Text excerpt
↓↓↓

So little attention is taken of the TUC these days that one wonders why it bothered: the brothers and sisters could have broadcast their proceedings by Tannoy and no-one would have listened. But the caution was significant. It shows the timidity of the left at the very moment when you would expect its ideas to be rampant.

According to participants, the meeting went something like this: Bill Morris of the Transport and General Workers and Alan Jinkinson of Unison, the public sector union, said that this was the week of all weeks to campaign for a minimum wage and reaffirm that the TUC wanted a resolute commitment that a Labour government would set it at half of average male earnings (about £4 an hour).

They would seem to have a point. Public revulsion at the "executive troughing" of private monopoly managers has reached new levels with the revelation that David Jeffries, the National Grid chairman, had got himself a pay deal worth £2m. Meanwhile a 28-year-old on £200,000 a year (plus bonuses), who appeared to be regarded by his blue-blooded employers at Barings as a financial genius, had just managed to break a bank.

Surely, with even John Major finding it politic to condemn executive greed, now was the moment to raise cases - collected by the Low Pay Unit - of shop workers being offered £1.66 an hour and hairdressers £1.43 in advertisements in government job centres. But Morris and his supporters were met with the sound of embarrassed mutterings and the shuffling of papers. Too dangerous and too risky was the general conclusion. Any strong statement could embarrass the Labour leadership which does not want to tie the party to a specific minimum wage formula before the next election. All the TUC would agree was to hold a conference on minimum wages in July and campaign on the issue at some unspecified date in the future.

↑↑↑

Data records
↓↓↓

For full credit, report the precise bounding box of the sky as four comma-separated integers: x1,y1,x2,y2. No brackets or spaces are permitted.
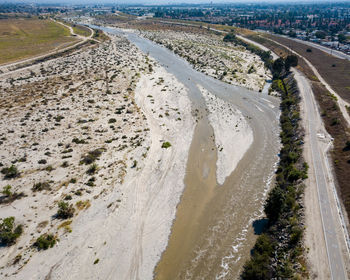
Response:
0,0,342,5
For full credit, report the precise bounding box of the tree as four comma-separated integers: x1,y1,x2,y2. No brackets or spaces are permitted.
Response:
315,31,327,39
288,30,297,38
272,58,284,77
224,31,236,42
264,187,285,223
338,33,346,43
1,165,19,179
0,217,23,246
284,54,298,72
33,234,56,250
56,201,75,219
2,185,12,197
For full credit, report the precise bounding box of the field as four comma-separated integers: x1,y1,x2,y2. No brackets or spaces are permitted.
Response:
0,19,76,64
268,35,350,102
247,30,350,229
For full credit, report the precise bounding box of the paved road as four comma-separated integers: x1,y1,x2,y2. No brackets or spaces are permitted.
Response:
157,19,349,280
257,30,350,60
266,35,350,127
295,71,348,280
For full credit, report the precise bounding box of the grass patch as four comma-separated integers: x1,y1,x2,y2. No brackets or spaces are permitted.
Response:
0,18,76,64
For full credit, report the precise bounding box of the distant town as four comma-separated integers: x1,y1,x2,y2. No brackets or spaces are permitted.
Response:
119,3,350,53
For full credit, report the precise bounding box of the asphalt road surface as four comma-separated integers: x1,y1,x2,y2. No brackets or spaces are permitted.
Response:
295,72,348,280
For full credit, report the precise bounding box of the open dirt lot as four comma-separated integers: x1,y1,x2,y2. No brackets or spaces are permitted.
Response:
0,18,77,64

↑↑↑

Exercise requirements
Continue the commentary on the TUC's caution over the minimum wage, starting right after its final sentence.

In response
The lack of urgency is all the more surprising because it is not simply the events of the past week that appear to offer the Labour movement an opportunity. For the past four years economists in Britain and America have been studying low pay and have come to the conclusion (surprising to those brought up under Conservative economic orthodoxy) that a statutory minimum wage does not cost jobs and may even increase employment.

According to free-market theory, the economists' findings cannot be right. If the state intervenes to protect the lowest-paid industrial and service industry workers, as it did in Britain until the Government abolished wages councils in 1993, then it will "price workers out of jobs". This line of reasoning reached its pinnacle (if that is the right word) before the last election when Michael Howard argued that Labour's plans for a minimum wage would cost 2 million jobs.

But the world of free-market theory and the world of work are different places. In 1990, the US government raised the national minimum wage to $4.25 (£2.70) and economists from Harvard and Princeton went to find out what the real consequences were. Study after study found that the income of some of the poorest people in America had been raised without jobs being lost.

The most remarkable finding came from the east coast state of New Jersey. Local politicians raised its minimum wage to $5.05 while the neighbouring state of Pennsylvania kept its rate at the $4.25 national minimum. Economists looked at fast-food restaurants in both states and found that employment had fallen in cheap-rate Pennsylvania and risen in expensive New Jersey.

How could this be? One answer is that employers exaggerate the burden of a minimum wage; it is one that they can afford. The second answer, say the economists, is that employers who pay low wages are not behaving as rationally as they think they are. Poor pay tends to increase staff turnover and to make it more difficult to recruit. So firms may lose business because they are unable to meet orders. They also face higher training costs.

The British evidence points the same way. The Centre for Economic Performance at the London School of Economics (LSE) examined the history of the Agriculture Wages Board, which protects the pay of farm workers, and the operation of the wages councils, and found no evidence that jobs had been lost as a result of public intervention in the labour market.

Since the Government abolished wages councils, which set minimum rates for workers in the retail, hotel, hairdressing and other trades, the poor have had the dubious privilege of looking at free-market theory from a different angle. Hourly rates have gone down for many jobs which used to be protected by the wages councils, but the increase in vacancies, which the theory predicted, has not happened. On the contrary, a Low Pay Unit study last year found that employment in hotels fell after wages councils were abolished.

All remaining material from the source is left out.